*Instructions*
a) Reproduce the passage of the family ties post below that begins at the words "It’s strange, really." and stops after "their own kids.".
b) Carry on the family ties post below, picking up after its final sentence.

*Passage to read*
──────────
LINK: family ties
Currently listening to: Nothing’s Gonna Hurt You Baby – Cigarettes After Sex
Whispered something in your ear
It was a perverted thing to say
But I said it anyway
Made you smile and look away
Do you prefer having a large/close knit extended family, or a small/distant extended family?
Prompt snagged from: TCMC

It’s strange, really. I’ve experienced both sides… the large/small and close/distant family.
On my dad’s side, there were six boys and one girl. My great-aunt, on the other hand, had six girls and one boy. The family said that if my grandparents couldn’t have a girl, they were going to “swap” children with my great-aunt and uncle. Eventually though, everyone ended up keeping their own kids.
When I was younger I got to meet so many of my cousins (first, second, and third), and honestly we had the best time. It was always chaotic, there was laughter, chisme, tons of food, and shenanigans (like taking me to clubs and casinos when I was very much underaged). We had big family events when there was a funeral, wedding, or memorial (제사), which are part of our Buddhist and Confucian traditions. Sometimes, this meant we traveled to Korea, Chicago, California, or they traveled to Minnesota, depending on who was hosting.
As we all got older, time just got away from us. College, work, and getting married. The reunions became fewer, the phone calls shorter. My dad used to stay up late talking to his siblings, and frequently they would turn into arguments about land and inheritance. He was the middle child, which meant he didn’t have much say (in Korean culture, that is). Still, my dad and his siblings were all expected to pay property taxes on the land(s) back in the motherland after my grandparents passed.
Later, when my dad and some of his brothers died, everything went to shit. Greed took over. My remaining aunt and uncles fought over money and property, and those of us without our fathers in the picture were cut out entirely—despite having paid into it for years. My mom wanted no part of it and walked away, which I respected. The in-laws wanted to keep fighting for their piece of the inheritance and land and were upset with my mom about bailing out because it meant less people fighting for the cause. A couple of my widowed aunts stopped talking to my mom because of this.
There’s definitely wealth tied to the land and properties, but I’ve chosen to let it go. My cousins who are attorneys now wanted to jump back into the legal mess but I don’t have the bandwidth or the haterade for that kind of drama. I’m a lover, not a fighter.
──────────
*Information supplied*

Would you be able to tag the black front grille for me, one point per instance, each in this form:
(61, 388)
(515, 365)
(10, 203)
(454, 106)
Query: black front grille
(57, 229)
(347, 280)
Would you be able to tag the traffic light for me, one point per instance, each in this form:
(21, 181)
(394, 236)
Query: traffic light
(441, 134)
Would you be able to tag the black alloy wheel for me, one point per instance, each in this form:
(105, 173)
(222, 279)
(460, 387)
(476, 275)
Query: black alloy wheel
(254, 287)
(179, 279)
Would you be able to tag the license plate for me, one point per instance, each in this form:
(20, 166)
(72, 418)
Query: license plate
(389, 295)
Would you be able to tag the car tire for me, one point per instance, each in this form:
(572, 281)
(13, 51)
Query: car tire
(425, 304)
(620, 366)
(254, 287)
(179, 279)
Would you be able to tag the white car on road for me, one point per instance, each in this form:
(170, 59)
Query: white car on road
──────────
*Responses in order*
a)
It’s strange, really. I’ve experienced both sides… the large/small and close/distant family.
On my dad’s side, there were six boys and one girl. My great-aunt, on the other hand, had six girls and one boy. The family said that if my grandparents couldn’t have a girl, they were going to “swap” children with my great-aunt and uncle. Eventually though, everyone ended up keeping their own kids.

b)
I have a TON of cousins—first, second, thirds—and even a few adopted members (that’s a whole story for another post). But these days, I only stay in touch with about three of them on a semi-regular basis at best. It sounds sad when I say it out loud, but it is what it is…
Growing up, it was just me and my brother. My parents gave us what we needed. A piano for piano lessons, a violin for orchestra, computer for academic purposes, lessons (ice skating and swimming) and a television that we were allowed to watch mostly on the weekends. As we were growing up, I was more like a third parent than a sister—caretaker, chauffeur, babysitter. When I finally got my driver’s license, I thought of all the things I would get to do with my friends and the places I could go, but… my grandiose delusions ended abruptly because now my world revolved around my brother and his schooling, extra-curricular activities, and shuttling him to his friend’s or somewhere to meet his friends. I grew bitter because I felt like I was missing out on my own life.
It wasn’t until we both went to uni that things changed. He studied abroad in Thailand, traveled through East Asia and North Africa, and eventually landed a job at the embassy in Korea. He had his shit together. Meanwhile, back at the ranch, I was going buck wild stateside, finally tasting freedom. He would often express his disappointment and boss me around, despite me being the older sibling. To be fair, he has always been more meticulous than I am (if you thought I was anal retentive, he takes it to the nth degree), extremely fit, and savvier with money.
Side note, he is a cancer and I am a gemini. Hehehe.
When we reunited in Korea, something shifted. We actually started to connect as adults. We became close, it almost felt like he was my twin and we had ESP. We could finish each other’s sentences, know what the other was thinking without saying anything, and how did he know when I was having cramps when he was in the other room? Later, we lived together in Pasadena until he bought a house in West LA, and since then things have been good between us.
Sometimes, when I read posts from Iba and Hazel about their large families, I catch myself wondering what it would’ve been like to grow up with so many siblings. Maybe I romanticize it, but part of me still wishes I could have experienced that.